Data items:
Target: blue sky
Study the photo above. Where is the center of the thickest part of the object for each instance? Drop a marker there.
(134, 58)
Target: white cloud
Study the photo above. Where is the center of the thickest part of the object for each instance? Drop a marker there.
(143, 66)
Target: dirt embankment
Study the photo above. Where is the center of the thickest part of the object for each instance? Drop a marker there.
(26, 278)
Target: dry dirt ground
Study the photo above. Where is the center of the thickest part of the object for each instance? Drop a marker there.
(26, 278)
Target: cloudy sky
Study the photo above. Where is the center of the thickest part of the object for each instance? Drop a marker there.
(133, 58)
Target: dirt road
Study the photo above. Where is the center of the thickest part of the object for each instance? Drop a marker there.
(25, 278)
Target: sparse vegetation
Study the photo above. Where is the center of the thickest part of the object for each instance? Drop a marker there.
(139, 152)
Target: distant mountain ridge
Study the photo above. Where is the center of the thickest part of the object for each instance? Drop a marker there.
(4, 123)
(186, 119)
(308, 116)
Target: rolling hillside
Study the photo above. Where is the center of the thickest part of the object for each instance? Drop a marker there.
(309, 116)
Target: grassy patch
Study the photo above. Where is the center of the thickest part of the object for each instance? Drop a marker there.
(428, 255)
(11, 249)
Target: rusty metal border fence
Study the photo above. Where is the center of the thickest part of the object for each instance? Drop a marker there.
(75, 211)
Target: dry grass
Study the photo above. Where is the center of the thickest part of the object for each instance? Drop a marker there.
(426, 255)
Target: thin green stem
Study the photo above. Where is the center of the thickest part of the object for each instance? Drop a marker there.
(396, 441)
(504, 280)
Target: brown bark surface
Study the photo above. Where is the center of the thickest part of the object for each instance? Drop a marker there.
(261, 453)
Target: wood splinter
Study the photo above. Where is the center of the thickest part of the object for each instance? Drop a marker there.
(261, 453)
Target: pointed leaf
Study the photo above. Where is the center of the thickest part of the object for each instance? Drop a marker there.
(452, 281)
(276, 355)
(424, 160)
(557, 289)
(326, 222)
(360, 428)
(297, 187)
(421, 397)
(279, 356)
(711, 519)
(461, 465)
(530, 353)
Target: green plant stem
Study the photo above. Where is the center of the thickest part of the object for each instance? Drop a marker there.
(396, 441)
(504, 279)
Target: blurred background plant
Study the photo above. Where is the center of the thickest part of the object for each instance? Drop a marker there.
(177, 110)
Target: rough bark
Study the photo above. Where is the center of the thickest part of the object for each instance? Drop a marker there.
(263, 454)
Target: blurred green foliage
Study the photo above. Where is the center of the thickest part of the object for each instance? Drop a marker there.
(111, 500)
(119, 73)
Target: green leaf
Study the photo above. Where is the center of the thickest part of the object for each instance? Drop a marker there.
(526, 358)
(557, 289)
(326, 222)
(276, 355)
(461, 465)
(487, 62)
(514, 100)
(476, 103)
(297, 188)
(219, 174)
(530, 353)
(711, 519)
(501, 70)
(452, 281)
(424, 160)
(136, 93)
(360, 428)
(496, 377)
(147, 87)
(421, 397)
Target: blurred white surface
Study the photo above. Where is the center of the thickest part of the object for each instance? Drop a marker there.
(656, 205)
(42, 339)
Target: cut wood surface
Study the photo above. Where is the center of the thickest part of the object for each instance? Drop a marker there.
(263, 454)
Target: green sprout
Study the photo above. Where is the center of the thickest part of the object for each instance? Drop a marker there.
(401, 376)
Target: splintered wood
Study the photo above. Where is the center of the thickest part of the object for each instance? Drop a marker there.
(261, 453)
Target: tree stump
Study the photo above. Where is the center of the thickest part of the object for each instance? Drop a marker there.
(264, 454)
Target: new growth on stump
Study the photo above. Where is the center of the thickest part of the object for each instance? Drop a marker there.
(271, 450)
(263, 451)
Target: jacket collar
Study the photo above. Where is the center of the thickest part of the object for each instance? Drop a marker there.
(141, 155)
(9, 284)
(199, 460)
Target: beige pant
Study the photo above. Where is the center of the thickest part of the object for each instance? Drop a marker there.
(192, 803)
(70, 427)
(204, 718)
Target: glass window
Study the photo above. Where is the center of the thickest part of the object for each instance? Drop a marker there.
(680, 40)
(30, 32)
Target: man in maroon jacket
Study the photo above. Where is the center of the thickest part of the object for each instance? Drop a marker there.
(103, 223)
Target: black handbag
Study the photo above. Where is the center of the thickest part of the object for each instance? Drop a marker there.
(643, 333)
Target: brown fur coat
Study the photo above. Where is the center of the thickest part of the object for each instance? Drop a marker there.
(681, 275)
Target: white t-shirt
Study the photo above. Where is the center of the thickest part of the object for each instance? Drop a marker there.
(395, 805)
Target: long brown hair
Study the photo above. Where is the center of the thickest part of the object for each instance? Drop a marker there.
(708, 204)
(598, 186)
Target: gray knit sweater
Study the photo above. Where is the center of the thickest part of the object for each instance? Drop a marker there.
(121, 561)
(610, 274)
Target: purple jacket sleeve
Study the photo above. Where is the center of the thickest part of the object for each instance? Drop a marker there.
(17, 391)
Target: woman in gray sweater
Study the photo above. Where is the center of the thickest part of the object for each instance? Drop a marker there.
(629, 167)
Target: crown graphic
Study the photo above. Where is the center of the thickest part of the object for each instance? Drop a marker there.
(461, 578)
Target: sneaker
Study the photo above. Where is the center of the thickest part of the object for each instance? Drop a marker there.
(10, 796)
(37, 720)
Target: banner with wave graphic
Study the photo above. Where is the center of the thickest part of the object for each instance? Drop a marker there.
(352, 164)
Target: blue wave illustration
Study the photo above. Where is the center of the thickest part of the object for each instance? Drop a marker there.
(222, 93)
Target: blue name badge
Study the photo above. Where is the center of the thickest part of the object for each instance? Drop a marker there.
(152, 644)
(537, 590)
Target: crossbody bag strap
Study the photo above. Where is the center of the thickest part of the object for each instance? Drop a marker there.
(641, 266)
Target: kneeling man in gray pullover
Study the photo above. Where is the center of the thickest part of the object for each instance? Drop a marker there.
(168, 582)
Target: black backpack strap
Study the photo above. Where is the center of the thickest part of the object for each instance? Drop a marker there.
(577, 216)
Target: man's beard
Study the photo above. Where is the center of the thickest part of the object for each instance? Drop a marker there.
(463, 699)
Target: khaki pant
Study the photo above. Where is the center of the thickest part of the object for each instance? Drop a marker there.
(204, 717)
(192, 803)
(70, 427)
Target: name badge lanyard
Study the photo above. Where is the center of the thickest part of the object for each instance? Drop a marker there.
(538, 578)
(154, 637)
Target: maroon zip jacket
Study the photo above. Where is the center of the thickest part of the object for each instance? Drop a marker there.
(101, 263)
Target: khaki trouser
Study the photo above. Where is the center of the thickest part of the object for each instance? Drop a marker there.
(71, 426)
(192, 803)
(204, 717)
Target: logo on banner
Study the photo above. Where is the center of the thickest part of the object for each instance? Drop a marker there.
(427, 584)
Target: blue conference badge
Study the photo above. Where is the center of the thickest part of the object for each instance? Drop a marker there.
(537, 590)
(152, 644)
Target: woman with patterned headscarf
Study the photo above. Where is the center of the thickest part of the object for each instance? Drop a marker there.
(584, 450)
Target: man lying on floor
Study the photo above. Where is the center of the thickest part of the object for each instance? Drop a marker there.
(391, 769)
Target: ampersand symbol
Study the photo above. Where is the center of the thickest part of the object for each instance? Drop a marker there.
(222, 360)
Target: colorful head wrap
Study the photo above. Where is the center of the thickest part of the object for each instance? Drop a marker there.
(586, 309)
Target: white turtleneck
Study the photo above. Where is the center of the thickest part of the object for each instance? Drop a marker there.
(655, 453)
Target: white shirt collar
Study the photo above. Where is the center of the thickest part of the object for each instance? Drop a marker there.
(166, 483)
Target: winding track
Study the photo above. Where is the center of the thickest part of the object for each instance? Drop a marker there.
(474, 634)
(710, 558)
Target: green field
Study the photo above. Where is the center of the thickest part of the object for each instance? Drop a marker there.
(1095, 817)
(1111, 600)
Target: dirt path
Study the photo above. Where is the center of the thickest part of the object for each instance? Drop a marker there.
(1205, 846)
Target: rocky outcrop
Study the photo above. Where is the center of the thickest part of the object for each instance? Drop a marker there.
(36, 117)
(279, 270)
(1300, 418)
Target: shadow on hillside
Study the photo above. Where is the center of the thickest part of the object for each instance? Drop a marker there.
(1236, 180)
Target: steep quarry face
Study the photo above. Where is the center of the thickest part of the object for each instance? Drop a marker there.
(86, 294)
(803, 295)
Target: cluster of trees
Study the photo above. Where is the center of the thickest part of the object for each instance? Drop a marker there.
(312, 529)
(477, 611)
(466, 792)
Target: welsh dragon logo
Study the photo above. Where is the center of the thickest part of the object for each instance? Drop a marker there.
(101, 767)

-- AIM OF THE TASK --
Using the records above, output exactly the lines from the first through the line that contains "Target: dirt road", with both of those included.

-- RESULT OF THE TASK --
Target: blue sky
Study the photo above. Where is the center of the thickest part of the object for each instance? Drop a marker there.
(134, 58)
Target: white cloud
Study the photo above. Where is the center of the thickest part of the object for each instance? Drop a marker there.
(143, 66)
Target: dirt embankment
Study the photo above. Where is the center of the thickest part of the object for each instance? Drop a marker there.
(26, 278)
Target: dry dirt ground
Study the photo above. Where is the center of the thickest part of the object for each instance? Drop a marker there.
(26, 278)
Target: cloudy sky
Study the photo above. Where is the center of the thickest part of the object for each instance? Drop a marker there.
(133, 58)
Target: dirt road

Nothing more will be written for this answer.